====== Extracted data ======

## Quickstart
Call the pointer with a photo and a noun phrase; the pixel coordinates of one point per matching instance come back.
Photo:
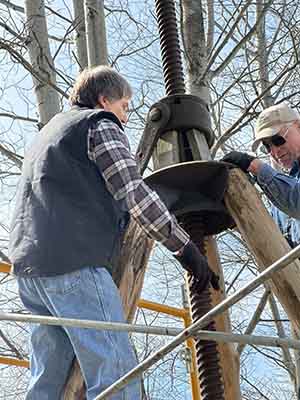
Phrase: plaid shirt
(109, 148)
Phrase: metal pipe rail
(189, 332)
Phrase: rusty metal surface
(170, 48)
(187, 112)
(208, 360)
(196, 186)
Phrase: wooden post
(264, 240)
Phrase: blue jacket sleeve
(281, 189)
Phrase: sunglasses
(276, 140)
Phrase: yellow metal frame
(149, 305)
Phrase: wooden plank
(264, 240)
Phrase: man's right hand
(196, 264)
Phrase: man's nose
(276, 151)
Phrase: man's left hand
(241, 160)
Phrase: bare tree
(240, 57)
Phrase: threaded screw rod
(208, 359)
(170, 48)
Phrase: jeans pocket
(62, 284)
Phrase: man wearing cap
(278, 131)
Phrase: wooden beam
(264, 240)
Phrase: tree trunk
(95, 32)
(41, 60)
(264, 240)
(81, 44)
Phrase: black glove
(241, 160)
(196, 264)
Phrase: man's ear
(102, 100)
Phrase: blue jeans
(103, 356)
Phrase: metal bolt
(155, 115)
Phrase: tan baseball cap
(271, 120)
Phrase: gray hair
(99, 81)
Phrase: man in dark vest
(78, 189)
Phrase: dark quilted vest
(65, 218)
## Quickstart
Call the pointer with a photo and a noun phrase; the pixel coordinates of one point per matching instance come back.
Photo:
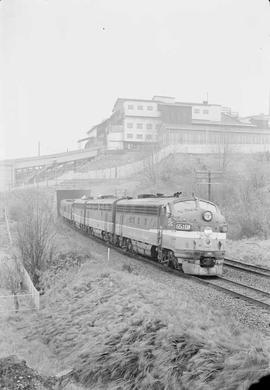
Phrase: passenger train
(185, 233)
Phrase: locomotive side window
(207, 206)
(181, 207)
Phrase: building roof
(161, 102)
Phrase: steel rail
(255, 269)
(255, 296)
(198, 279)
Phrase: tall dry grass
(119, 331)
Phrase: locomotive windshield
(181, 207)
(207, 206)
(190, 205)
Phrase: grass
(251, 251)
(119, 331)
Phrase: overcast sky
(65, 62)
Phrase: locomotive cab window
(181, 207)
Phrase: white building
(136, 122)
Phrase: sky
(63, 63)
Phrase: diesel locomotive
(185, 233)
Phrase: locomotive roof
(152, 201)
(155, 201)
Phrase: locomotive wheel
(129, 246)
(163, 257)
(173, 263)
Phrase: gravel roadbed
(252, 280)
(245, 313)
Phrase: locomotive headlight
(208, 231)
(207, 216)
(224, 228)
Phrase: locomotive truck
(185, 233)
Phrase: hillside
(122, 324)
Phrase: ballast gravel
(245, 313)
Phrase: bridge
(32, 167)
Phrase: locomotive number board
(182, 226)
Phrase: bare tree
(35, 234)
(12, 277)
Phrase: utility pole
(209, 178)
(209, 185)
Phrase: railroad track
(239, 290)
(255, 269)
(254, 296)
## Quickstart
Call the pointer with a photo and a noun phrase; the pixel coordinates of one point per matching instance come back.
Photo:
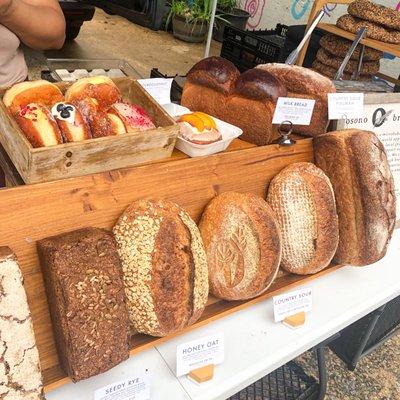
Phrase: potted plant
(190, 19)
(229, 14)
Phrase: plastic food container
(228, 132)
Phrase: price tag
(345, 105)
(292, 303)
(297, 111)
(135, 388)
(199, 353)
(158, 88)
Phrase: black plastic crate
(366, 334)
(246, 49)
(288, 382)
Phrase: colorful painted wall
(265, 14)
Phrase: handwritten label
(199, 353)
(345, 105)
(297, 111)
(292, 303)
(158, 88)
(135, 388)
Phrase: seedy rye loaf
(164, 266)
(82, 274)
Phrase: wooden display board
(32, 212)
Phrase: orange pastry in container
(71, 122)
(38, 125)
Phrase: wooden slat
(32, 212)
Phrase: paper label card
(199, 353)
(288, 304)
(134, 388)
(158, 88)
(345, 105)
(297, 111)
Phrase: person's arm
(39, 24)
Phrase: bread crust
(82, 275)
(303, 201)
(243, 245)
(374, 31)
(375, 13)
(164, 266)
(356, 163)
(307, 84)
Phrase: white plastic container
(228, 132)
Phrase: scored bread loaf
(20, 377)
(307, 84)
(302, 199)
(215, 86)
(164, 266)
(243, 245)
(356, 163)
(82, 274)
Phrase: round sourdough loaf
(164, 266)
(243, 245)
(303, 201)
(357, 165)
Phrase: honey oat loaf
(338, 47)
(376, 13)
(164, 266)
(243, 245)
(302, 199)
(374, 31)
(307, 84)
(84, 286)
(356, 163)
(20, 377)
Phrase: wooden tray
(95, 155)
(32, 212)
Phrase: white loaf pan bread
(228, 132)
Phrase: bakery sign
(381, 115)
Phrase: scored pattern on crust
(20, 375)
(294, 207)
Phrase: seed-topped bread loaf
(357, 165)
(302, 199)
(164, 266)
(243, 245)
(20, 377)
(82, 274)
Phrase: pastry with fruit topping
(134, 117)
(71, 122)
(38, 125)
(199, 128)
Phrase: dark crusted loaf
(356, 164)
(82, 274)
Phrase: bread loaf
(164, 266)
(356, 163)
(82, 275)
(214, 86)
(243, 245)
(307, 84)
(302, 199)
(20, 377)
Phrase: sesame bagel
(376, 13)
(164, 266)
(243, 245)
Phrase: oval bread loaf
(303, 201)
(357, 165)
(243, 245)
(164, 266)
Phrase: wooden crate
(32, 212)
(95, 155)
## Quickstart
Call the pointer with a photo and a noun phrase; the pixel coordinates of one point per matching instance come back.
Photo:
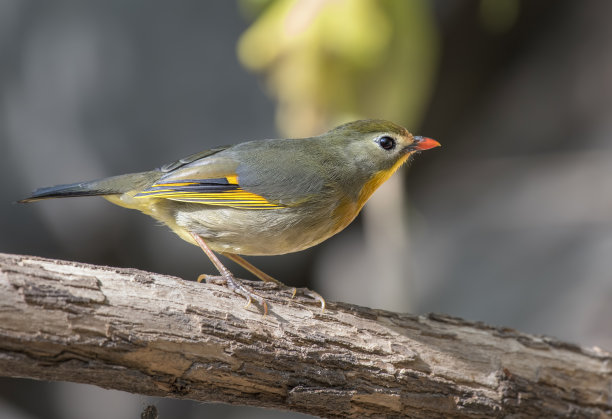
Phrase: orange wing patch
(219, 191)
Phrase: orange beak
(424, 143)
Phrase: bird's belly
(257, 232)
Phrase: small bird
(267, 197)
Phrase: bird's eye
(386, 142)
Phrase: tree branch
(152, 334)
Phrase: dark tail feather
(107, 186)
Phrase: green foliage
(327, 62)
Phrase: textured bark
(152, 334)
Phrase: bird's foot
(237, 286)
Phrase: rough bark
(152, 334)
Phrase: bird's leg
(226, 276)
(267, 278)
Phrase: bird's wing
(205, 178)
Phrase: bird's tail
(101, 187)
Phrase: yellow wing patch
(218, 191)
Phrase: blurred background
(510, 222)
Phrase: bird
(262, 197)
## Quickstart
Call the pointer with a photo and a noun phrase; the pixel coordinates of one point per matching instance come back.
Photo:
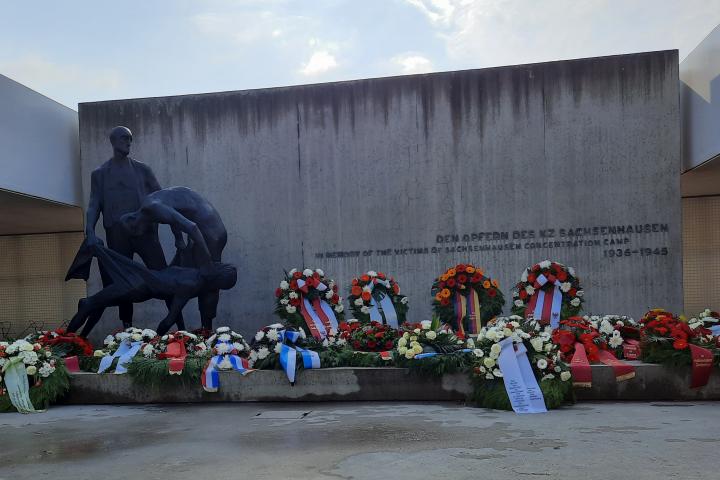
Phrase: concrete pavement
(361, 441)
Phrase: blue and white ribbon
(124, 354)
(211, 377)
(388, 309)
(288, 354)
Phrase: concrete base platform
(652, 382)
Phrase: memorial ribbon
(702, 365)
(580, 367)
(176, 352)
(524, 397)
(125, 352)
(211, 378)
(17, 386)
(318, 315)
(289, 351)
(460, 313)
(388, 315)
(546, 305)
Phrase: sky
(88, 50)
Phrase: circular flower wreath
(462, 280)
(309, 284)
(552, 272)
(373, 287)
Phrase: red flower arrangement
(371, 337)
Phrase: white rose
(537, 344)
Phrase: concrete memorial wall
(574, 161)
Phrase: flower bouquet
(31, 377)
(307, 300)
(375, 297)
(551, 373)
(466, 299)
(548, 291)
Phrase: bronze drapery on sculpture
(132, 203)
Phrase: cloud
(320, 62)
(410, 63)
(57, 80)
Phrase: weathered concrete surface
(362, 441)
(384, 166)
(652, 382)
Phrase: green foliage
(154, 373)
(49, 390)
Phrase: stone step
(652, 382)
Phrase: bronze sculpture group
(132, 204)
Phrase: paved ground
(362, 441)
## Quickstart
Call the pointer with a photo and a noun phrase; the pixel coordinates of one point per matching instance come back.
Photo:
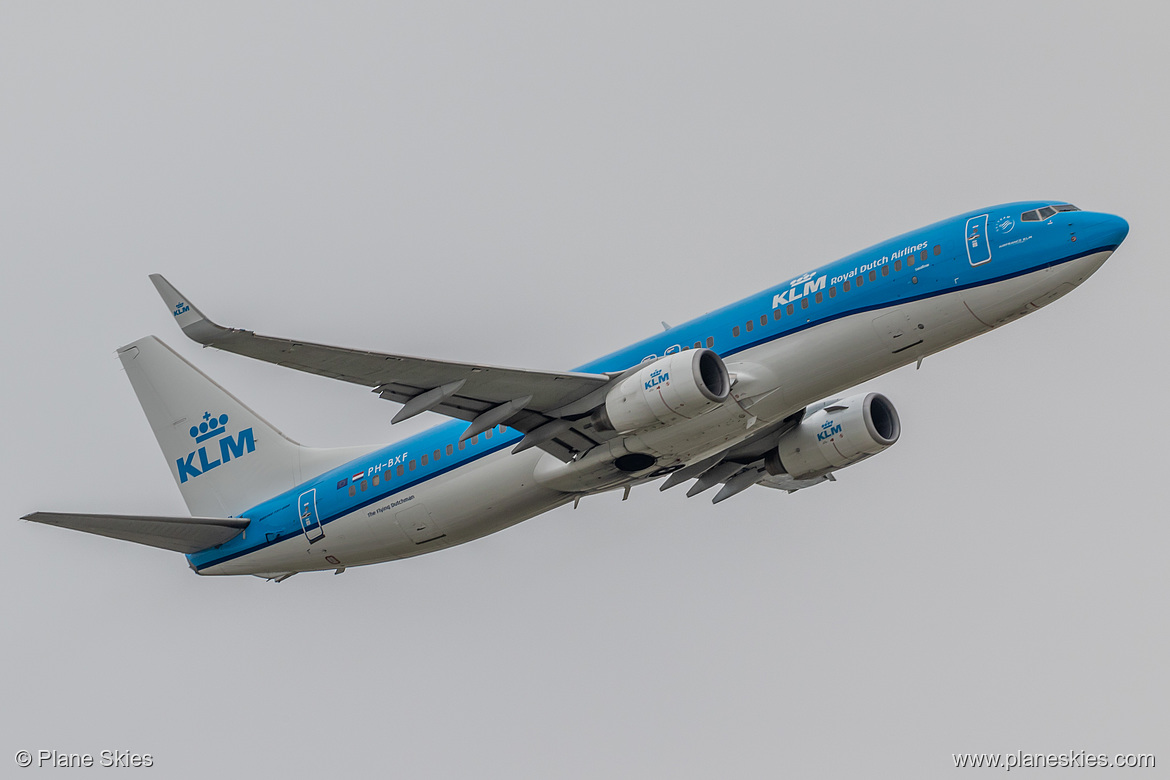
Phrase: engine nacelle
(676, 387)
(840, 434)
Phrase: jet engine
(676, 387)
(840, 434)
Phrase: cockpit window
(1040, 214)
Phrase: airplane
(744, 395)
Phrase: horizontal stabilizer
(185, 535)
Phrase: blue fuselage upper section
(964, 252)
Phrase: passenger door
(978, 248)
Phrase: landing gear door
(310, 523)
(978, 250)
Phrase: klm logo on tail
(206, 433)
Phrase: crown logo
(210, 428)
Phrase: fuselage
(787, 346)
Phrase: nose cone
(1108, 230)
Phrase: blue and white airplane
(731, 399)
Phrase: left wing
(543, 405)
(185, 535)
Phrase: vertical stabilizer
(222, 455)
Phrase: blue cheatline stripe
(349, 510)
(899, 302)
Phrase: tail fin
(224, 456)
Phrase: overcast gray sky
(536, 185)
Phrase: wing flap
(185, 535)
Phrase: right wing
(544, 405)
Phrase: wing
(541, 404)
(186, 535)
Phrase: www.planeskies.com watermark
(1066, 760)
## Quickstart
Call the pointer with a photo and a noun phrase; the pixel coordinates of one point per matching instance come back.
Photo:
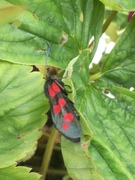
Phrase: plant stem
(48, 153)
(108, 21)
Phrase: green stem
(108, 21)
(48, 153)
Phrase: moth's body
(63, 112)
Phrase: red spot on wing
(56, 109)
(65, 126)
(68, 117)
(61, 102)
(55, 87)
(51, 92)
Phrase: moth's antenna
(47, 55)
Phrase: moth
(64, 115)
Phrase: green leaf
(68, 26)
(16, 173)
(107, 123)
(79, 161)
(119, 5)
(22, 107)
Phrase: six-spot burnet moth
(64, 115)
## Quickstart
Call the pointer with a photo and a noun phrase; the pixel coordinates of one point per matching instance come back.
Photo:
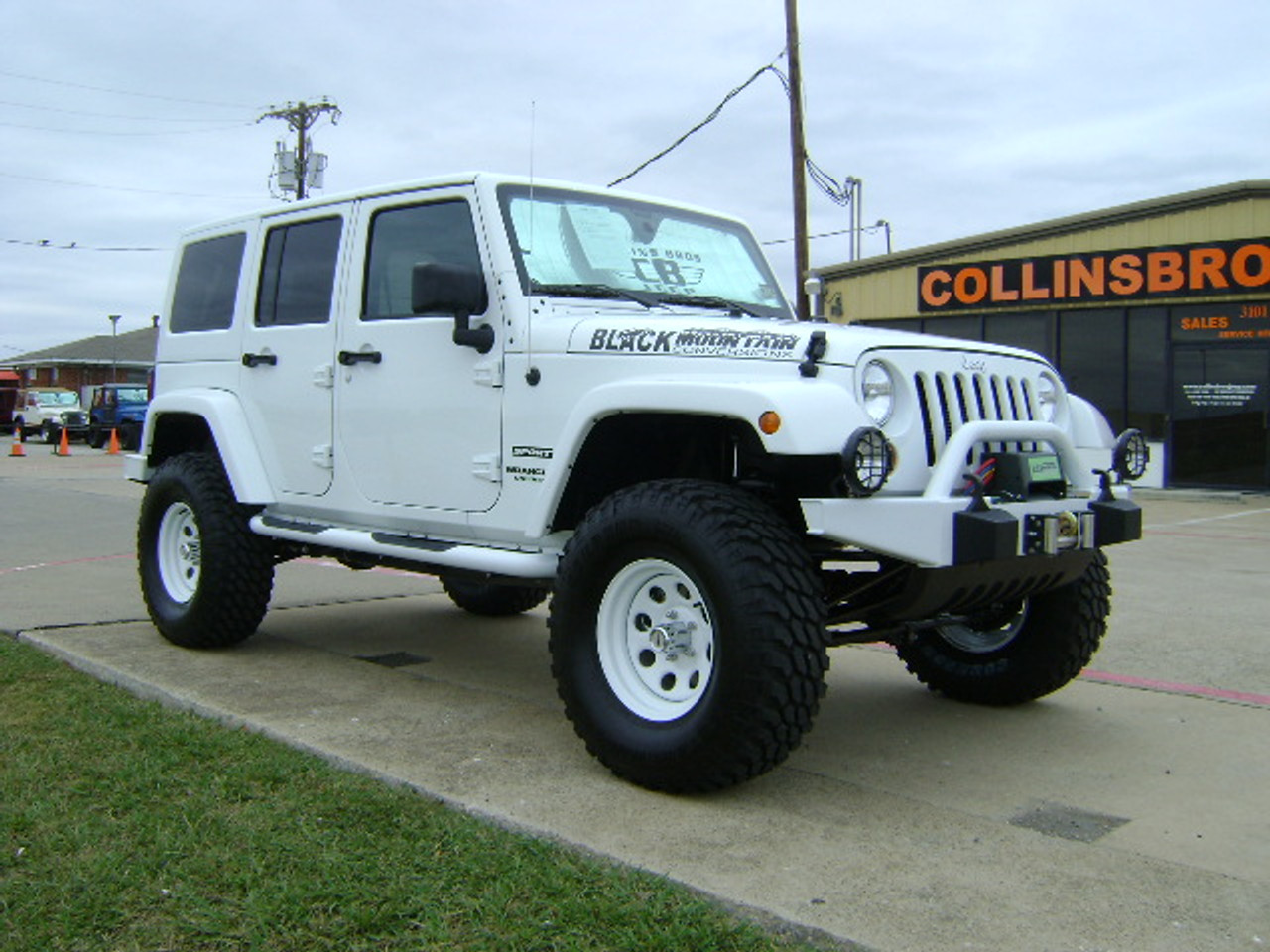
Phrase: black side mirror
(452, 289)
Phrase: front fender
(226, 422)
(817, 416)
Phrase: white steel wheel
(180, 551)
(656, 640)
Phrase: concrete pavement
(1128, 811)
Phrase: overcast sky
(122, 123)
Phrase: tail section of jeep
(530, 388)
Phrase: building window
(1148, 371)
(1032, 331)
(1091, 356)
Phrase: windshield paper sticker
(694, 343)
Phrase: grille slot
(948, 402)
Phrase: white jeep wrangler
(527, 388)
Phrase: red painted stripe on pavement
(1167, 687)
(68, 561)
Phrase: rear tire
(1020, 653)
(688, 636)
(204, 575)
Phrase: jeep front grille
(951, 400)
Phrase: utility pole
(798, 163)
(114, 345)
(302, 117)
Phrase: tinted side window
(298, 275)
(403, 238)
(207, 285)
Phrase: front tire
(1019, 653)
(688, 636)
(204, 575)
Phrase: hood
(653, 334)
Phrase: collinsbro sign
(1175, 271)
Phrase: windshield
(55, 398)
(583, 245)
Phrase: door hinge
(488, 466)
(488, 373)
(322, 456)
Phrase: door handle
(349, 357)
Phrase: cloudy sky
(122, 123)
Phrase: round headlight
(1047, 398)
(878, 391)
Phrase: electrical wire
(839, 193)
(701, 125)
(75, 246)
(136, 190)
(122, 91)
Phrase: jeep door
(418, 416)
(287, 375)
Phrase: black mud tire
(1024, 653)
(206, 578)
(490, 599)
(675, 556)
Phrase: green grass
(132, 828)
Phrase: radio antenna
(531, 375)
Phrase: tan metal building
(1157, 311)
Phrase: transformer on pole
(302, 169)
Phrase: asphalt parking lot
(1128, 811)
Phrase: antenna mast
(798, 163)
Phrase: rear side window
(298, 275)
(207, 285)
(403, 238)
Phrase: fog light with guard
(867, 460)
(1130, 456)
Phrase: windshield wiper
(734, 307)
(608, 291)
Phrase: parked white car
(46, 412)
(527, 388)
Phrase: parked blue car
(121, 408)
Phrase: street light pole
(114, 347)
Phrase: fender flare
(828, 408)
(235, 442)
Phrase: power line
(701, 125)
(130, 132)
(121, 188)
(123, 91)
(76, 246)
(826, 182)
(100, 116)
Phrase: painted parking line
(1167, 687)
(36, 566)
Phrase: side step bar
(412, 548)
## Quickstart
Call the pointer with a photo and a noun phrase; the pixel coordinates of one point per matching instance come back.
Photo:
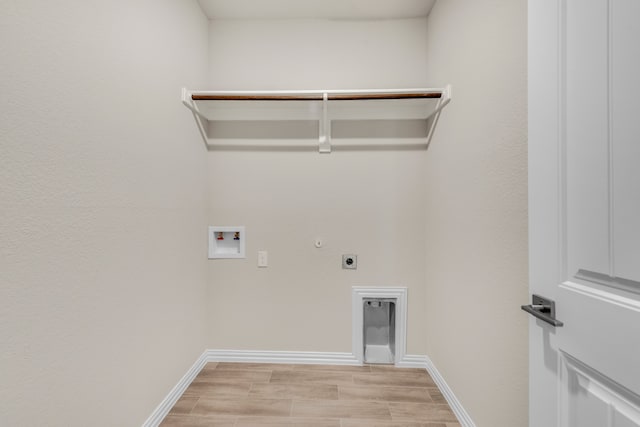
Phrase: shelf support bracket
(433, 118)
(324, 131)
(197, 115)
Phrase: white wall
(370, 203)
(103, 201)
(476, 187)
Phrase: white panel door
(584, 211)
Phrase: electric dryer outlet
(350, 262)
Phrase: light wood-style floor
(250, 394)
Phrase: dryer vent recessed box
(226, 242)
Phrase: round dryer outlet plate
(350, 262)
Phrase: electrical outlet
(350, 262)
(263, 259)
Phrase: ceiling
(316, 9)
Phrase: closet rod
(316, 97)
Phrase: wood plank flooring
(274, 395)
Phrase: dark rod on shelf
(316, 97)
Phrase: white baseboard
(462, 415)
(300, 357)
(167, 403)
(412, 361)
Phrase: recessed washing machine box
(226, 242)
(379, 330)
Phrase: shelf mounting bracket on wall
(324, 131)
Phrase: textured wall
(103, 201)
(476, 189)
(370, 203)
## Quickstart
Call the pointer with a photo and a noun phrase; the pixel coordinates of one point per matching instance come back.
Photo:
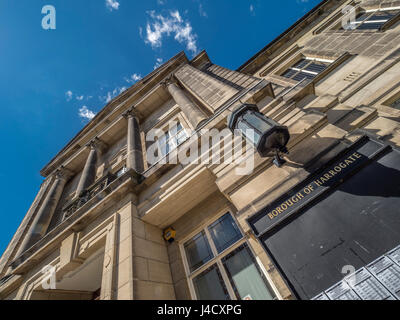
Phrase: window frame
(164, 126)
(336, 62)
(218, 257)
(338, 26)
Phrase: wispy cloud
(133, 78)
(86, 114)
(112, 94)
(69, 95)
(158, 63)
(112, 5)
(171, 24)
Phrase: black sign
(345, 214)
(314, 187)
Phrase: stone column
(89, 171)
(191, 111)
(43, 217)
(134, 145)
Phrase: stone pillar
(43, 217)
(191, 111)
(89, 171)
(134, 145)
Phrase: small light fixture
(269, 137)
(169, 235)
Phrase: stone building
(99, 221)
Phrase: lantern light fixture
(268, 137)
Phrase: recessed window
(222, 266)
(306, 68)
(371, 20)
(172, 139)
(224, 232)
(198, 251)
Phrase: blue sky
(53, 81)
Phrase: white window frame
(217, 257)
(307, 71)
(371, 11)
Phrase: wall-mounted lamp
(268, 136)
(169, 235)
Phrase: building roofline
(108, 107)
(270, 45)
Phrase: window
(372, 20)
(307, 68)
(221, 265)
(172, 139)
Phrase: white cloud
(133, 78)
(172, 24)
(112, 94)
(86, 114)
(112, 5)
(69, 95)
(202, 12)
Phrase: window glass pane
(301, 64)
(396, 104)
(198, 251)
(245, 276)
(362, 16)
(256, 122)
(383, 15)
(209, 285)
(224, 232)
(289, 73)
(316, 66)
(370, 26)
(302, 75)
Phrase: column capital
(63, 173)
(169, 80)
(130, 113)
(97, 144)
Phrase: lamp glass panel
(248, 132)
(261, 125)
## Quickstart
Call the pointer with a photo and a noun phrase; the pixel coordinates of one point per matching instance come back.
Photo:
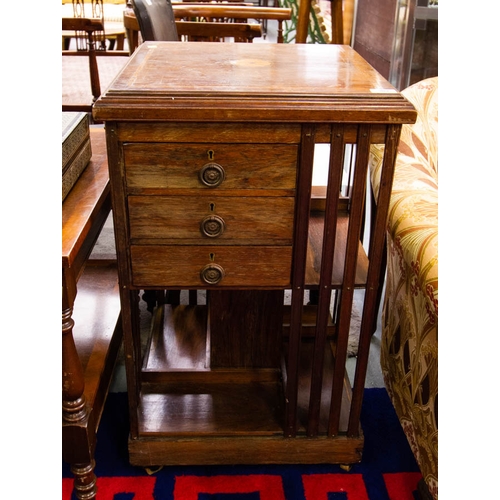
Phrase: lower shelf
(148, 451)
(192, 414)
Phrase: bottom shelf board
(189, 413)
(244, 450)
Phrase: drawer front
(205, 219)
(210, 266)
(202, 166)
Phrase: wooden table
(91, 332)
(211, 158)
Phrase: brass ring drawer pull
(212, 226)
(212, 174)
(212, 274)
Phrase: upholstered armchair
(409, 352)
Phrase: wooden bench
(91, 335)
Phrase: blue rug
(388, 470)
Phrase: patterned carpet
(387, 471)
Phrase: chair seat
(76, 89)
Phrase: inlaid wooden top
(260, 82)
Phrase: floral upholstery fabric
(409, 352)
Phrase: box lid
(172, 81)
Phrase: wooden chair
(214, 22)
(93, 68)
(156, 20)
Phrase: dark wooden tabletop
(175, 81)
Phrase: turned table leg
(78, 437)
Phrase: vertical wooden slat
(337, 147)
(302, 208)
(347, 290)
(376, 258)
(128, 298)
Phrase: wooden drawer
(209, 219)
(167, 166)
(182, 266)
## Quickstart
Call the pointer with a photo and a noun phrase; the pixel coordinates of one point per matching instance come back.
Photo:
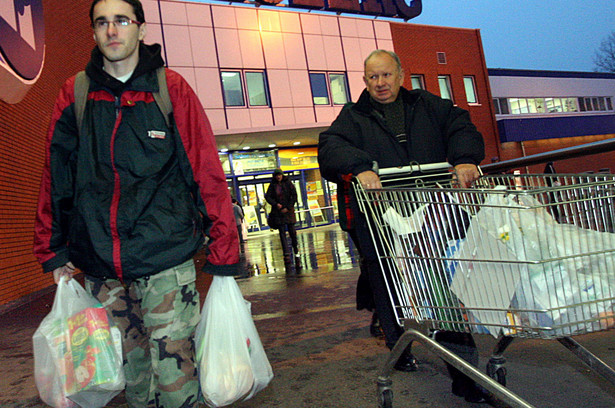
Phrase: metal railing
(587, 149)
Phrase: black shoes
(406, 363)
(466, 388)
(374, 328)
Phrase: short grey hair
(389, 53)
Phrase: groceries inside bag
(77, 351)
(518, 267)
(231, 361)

======

- _The problem_
Copy the entries above exactly from the line with "Phrase: wooden drawer" down to their last line, both ends included. Do not copy any pictures.

- _Solution for this exercise_
Phrase: wooden drawer
(209, 219)
(167, 166)
(182, 266)
## Quickstart
Call the pointer with a photo and a noun phrase; the pixel coordinates of one point per matching instance come back.
Photo:
Phrase: metal railing
(587, 149)
Phrase: black shoes
(406, 363)
(466, 388)
(374, 328)
Phrase: short grey hair
(389, 53)
Phrase: groceries inside bag
(77, 351)
(518, 267)
(231, 361)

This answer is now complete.